--- TEXT TO READ ---

Last edited by The_Universe; Friday, 1st July, 2005 at 03:21 PM. Reason: a couple of formatting errors, and some capitals, new update
Monday, 24th May, 2004, 11:15 PM #2
Minor Trickster (Lvl 4)
Woohoo! A story hour! The Universe is awesome.
To learn more about our rag tag team, visit our website:
The Kingdom of Ashes: Saga of the Army of the Phoenix
It is unfinished, but we're still working on it.
Tuesday, 25th May, 2004, 02:02 AM #3
Novice (Lvl 1)
Ahhh, the good old days when men were men, women were women and incompetence was something that happened to other people...
Tuesday, 25th May, 2004, 03:13 PM #4
Acolyte (Lvl 2)
The prologue looks great! I can't wait to read more!
Tuesday, 25th May, 2004, 03:39 PM #5
A yound halfling with blonde braids jumps up and down singing "tell me more, tell me more!"
Awesome intro!... and now I will get to see how much of L'aurel's memory is off
Last edited by Laurel; Tuesday, 25th May, 2004 at 06:08 PM.
Thursday, 27th May, 2004, 12:45 AM #6
Acolyte (Lvl 2)
The prologue was a very interesting perspective for me (a player in the campaign) because it's stuff that none of the players experienced first hand...
A whole new perspective for us, The_Universe! Thanks!
Thursday, 27th May, 2004, 04:15 PM #7
Acolyte (Lvl 2)
The prologue certainly makes me want to read more.
More, you hear me? More! <pounds mug on his table>
er...ahem. Sorry 'bout that. Naval stories do that to me.
Glad to see some local talent on the boards.
Monday, 31st May, 2004, 07:29 PM #8
Acolyte (Lvl 2)
There's more comin'. Had to head back to South Dakota for a wedding, but the next part is nearing completion. Happy reading!
Wednesday, 2nd June, 2004, 11:09 PM #9
Acolyte (Lvl 2)
Prologue part IIJustice(The Paladin's Tale)
It had been a long, hard, unpleasant ride across the plains of Maelwysrin, made longer by the fact that she hadn’t been allowed to return to the barracks before starting west. She hadn’t been forced to draw her sword to fell anything other than brambles, so far. Grand quest indeed.
Justice squirmed in the saddle, raising her gauntleted hand to shelter her vision against the setting sun. The days were shortening. Autumn was coming, and winter would follow soon after. But, the trees hadn’t started to turn, even on this side of the mountains. She had soaked through the jerkin beneath her armor with sweat. If winter was coming, it was taking its Light-damned time getting here.
How long had she been on the road? Was it only weeks? It felt like years. She had passed the Academy’s tests with flying colors, and yet her success had been answered with exile. Damn Donovon. Damn the Oracle. The Academy, just like her parents, had little desire to keep Justice around. Lost in thought, she remembered…
* * *
It was a two week trip into the mountains from the Jade Forest, and everyone in the unit was complaining, except for Justice. Out here, the solitude of having so many admirers but so few friends easily faded into the background as survival became paramount. As always, she had stayed closest to the march leaders, avoiding her fellow students whenever possible.

--- DATA SHOWN ---
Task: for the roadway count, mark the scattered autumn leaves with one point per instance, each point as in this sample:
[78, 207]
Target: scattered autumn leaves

--- EXERCISE DESCRIPTION ---
Condense the paragraph in the forum thread above that begins "Justice squirmed in the saddle" into a short bulleted list of its main facts.

--- TASK OUTPUT ---
- Justice shifts in the saddle and shields her eyes from the setting sun with her gauntleted hand.
- The days are getting shorter, with autumn coming and winter soon after.
- The trees have not started to turn, even on this side of the mountains.
- Her jerkin beneath her armor is soaked with sweat, and winter seems slow to arrive.